Task requirements – Repeat every entry in full. Match each line exactly.
START Materials provided
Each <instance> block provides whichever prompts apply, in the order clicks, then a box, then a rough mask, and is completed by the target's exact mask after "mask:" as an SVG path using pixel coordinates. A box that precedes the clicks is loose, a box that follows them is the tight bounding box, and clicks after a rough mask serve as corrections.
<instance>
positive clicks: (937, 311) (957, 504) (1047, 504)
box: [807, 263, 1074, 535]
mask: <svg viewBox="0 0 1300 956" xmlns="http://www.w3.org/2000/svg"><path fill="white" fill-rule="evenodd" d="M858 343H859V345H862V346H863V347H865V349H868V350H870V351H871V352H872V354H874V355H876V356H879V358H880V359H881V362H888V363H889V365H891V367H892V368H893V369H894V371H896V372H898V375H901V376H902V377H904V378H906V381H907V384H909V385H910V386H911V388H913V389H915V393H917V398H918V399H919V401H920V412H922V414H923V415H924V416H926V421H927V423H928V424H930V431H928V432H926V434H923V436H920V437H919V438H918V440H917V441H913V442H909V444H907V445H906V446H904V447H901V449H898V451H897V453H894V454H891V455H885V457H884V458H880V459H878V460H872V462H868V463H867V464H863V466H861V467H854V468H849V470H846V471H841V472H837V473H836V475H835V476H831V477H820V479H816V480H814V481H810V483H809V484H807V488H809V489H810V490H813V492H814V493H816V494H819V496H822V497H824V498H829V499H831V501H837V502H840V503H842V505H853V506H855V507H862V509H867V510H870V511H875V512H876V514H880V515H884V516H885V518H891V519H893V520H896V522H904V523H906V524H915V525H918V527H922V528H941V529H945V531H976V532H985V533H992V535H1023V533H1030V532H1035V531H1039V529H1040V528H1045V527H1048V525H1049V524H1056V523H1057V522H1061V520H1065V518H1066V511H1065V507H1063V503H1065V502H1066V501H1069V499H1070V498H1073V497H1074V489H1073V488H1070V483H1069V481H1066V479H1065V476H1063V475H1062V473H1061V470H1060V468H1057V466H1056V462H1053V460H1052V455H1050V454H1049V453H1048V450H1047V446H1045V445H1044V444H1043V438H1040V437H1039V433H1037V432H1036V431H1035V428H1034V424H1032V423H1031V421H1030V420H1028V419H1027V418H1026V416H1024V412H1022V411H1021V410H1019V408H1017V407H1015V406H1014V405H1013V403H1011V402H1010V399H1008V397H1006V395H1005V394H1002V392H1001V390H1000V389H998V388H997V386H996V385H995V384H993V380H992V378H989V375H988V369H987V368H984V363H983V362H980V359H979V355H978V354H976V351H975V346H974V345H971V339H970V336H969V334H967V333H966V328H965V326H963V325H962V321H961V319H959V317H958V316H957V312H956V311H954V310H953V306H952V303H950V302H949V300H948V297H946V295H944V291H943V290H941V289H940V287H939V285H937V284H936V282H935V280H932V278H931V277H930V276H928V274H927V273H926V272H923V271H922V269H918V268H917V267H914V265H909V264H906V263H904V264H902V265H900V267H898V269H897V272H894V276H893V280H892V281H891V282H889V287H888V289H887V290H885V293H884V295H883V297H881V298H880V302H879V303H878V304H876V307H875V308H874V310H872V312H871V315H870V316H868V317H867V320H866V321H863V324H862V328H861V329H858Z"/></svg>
END Materials provided
Exercise result –
Each <instance> block provides whichever prompts apply, in the order clicks, then a box, then a rough mask, and is completed by the target's exact mask after "mask:" as an SVG path using pixel coordinates. A box that precedes the clicks is loose, a box that follows them is the tight bounding box, and clicks after a rough mask serve as corrections.
<instance>
positive clicks: (937, 311) (957, 504) (1047, 504)
box: [807, 263, 1074, 535]
mask: <svg viewBox="0 0 1300 956" xmlns="http://www.w3.org/2000/svg"><path fill="white" fill-rule="evenodd" d="M858 343H859V345H862V346H863V347H865V349H868V350H870V351H871V352H872V354H874V355H876V356H879V358H880V359H881V362H888V363H889V365H891V367H892V368H893V369H894V371H896V372H898V375H901V376H902V377H904V378H906V381H907V384H909V385H910V386H911V388H913V389H915V393H917V398H918V399H919V401H920V412H922V414H923V415H924V416H926V421H927V423H928V424H930V431H928V432H926V434H923V436H920V437H919V438H918V440H917V441H913V442H909V444H907V445H906V446H904V447H901V449H898V451H897V453H894V454H891V455H885V457H884V458H880V459H878V460H872V462H868V463H867V464H863V466H861V467H854V468H849V470H846V471H841V472H837V473H836V475H835V476H831V477H820V479H816V480H814V481H810V483H809V484H807V488H809V489H810V490H813V492H814V493H816V494H819V496H822V497H824V498H829V499H831V501H837V502H840V503H842V505H853V506H855V507H862V509H867V510H870V511H875V512H876V514H880V515H884V516H885V518H891V519H893V520H896V522H904V523H906V524H915V525H918V527H922V528H941V529H945V531H976V532H985V533H992V535H1023V533H1030V532H1035V531H1039V529H1040V528H1045V527H1048V525H1049V524H1056V523H1057V522H1061V520H1065V518H1066V511H1065V507H1063V503H1065V502H1066V501H1069V499H1070V498H1073V497H1074V489H1073V488H1070V483H1069V481H1066V479H1065V476H1063V475H1062V473H1061V470H1060V468H1057V466H1056V462H1053V460H1052V455H1050V454H1049V453H1048V450H1047V446H1045V445H1044V444H1043V438H1040V437H1039V433H1037V432H1036V431H1035V428H1034V424H1032V423H1031V421H1030V420H1028V419H1027V418H1026V416H1024V412H1022V411H1021V410H1019V408H1017V407H1015V406H1014V405H1013V403H1011V402H1010V399H1008V397H1006V395H1005V394H1002V392H1001V390H1000V389H998V388H997V386H996V385H995V384H993V380H992V378H989V375H988V369H987V368H984V363H983V362H980V359H979V355H978V354H976V351H975V346H974V345H971V339H970V336H969V334H967V333H966V328H965V326H963V325H962V321H961V319H959V317H958V316H957V312H956V311H954V310H953V306H952V303H950V302H949V300H948V297H946V295H944V291H943V290H941V289H940V287H939V285H937V284H936V282H935V280H932V278H931V277H930V276H928V274H927V273H926V272H923V271H922V269H918V268H917V267H914V265H909V264H906V263H904V264H902V265H900V267H898V269H897V272H894V276H893V280H892V281H891V282H889V287H888V289H887V290H885V293H884V295H883V297H881V298H880V302H879V303H878V304H876V307H875V308H874V310H872V312H871V315H870V316H868V317H867V320H866V321H863V324H862V328H861V329H858Z"/></svg>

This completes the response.